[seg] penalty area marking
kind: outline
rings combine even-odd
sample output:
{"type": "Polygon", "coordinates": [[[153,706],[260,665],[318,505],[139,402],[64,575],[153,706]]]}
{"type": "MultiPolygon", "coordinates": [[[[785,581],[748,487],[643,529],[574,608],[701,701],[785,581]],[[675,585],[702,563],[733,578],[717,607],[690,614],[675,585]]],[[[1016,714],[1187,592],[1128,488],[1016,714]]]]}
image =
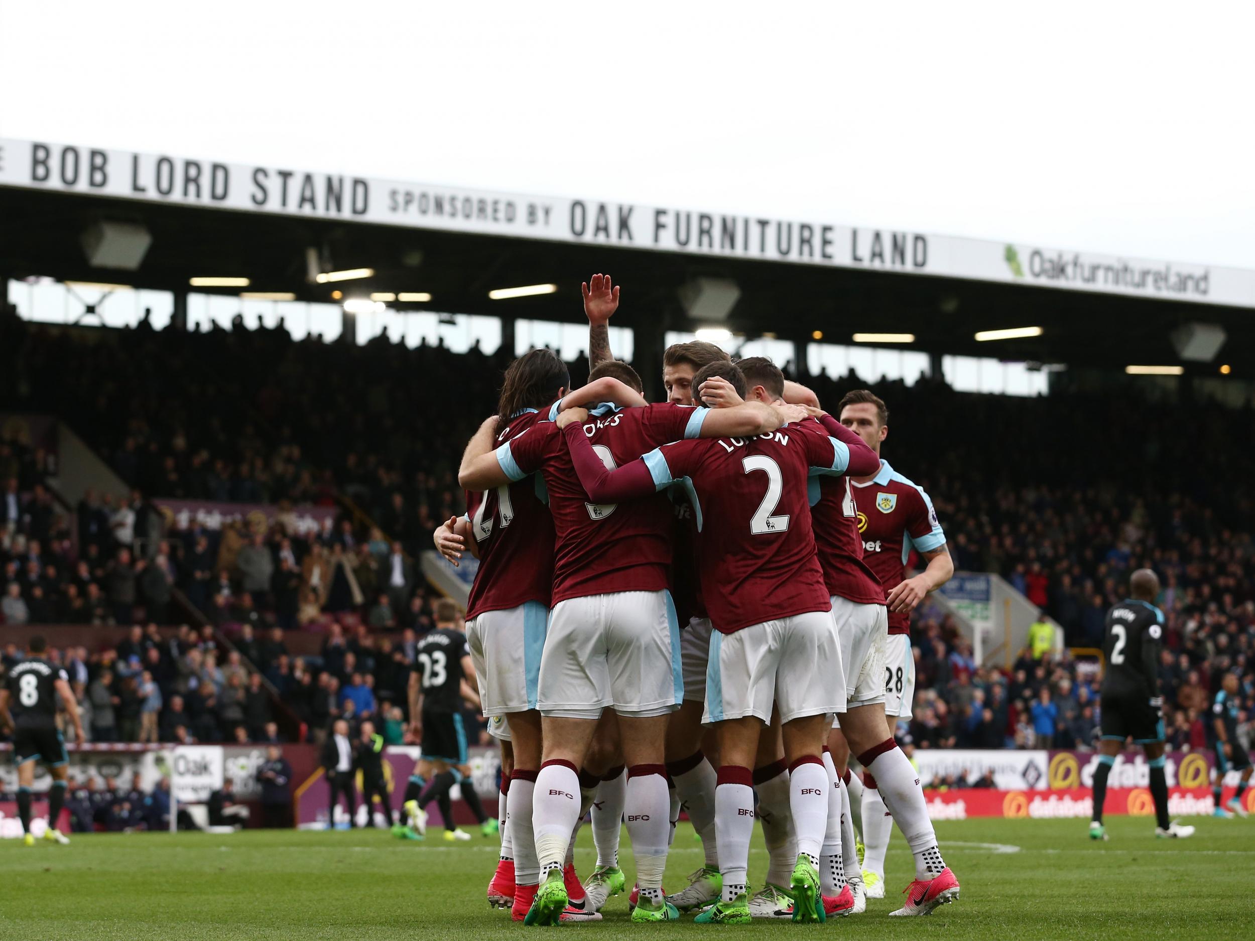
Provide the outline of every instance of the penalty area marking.
{"type": "Polygon", "coordinates": [[[988,849],[991,853],[1018,853],[1020,848],[1013,843],[968,843],[963,839],[939,841],[944,847],[958,847],[960,849],[988,849]]]}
▬▬▬
Task goal:
Reproduce all the items above, substituting "goal area marking" for "penalty area marking" wherever it occurs and leaving every other word unchanged. Omit the pictures from your answer.

Complete response:
[seg] goal area marking
kind: outline
rings combine even-odd
sample output:
{"type": "Polygon", "coordinates": [[[153,706],[260,665],[318,505],[139,402],[64,575],[153,706]]]}
{"type": "MultiPolygon", "coordinates": [[[[785,581],[748,487],[643,529],[574,608],[701,701],[785,581]],[[675,585],[702,563],[733,578],[717,607],[690,614],[675,585]]],[[[1016,714],[1187,592],[1128,488],[1016,714]]]]}
image =
Provide the outline of every instance of the goal area marking.
{"type": "Polygon", "coordinates": [[[988,849],[991,853],[1018,853],[1020,848],[1013,843],[968,843],[963,839],[939,841],[944,847],[958,847],[960,849],[988,849]]]}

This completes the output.